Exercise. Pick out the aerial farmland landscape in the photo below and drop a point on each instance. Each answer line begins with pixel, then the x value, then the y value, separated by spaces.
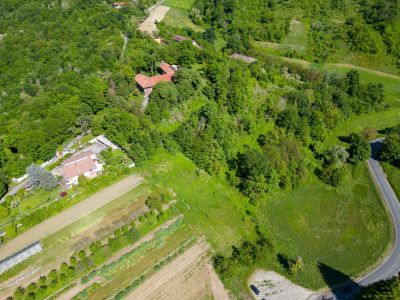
pixel 200 149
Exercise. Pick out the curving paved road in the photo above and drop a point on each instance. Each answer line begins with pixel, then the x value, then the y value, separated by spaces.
pixel 392 264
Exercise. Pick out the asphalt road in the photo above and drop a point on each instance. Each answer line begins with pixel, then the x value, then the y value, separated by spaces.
pixel 392 264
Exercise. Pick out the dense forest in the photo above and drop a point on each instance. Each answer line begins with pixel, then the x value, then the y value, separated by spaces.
pixel 371 27
pixel 260 126
pixel 62 75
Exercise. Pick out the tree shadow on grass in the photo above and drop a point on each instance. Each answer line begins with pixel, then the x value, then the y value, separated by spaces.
pixel 284 261
pixel 342 286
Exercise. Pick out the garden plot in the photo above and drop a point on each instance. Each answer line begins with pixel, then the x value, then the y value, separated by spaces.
pixel 190 276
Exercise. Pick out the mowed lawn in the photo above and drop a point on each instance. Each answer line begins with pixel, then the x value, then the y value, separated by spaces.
pixel 381 120
pixel 345 229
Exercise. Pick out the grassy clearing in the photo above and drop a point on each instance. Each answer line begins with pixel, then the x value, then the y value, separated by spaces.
pixel 146 262
pixel 346 229
pixel 184 4
pixel 30 201
pixel 211 207
pixel 379 120
pixel 390 82
pixel 393 175
pixel 177 17
pixel 297 40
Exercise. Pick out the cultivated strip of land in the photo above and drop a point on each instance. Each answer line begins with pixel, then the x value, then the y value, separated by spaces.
pixel 70 215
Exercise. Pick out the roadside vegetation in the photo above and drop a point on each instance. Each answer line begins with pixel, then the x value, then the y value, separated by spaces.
pixel 266 160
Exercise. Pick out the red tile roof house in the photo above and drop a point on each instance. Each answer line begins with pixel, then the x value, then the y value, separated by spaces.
pixel 120 4
pixel 84 163
pixel 146 84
▬▬▬
- _Requirements_:
Rewrite only the stretch from "Exercise. Pick out the asphalt" through "pixel 345 229", swapping "drop" for "place" and leaving everything else unchanged.

- _Solution to the exercise_:
Exercise. Pick out the asphalt road in the photo above and place a point on each instance. Each answer line begins with pixel, then the x value, then the y value, separated by spaces.
pixel 392 264
Exercise. Pick out the dense forest in the photo above and place a point on each instance. Each answer line begins with pixel, then the x value, then the y value, separated by spaces.
pixel 371 27
pixel 260 126
pixel 62 75
Exercise. Pick out the tree shadow on grass in the photo above and place a point on each instance. Each answer line begins with pixel, then the x value, then the y value, separated by spaces.
pixel 284 261
pixel 342 286
Exercise. Pick out the garden plot in the photo above and place a point on each instance. Each answer line begins with pixel, then the x value, then the y value, separated by spaces.
pixel 190 276
Exercise. Pick out the mowed lawn in the photo above and place a point on each instance. Each answer line begins with pixel, then the x value, then the y value, separated by spaces.
pixel 381 120
pixel 345 229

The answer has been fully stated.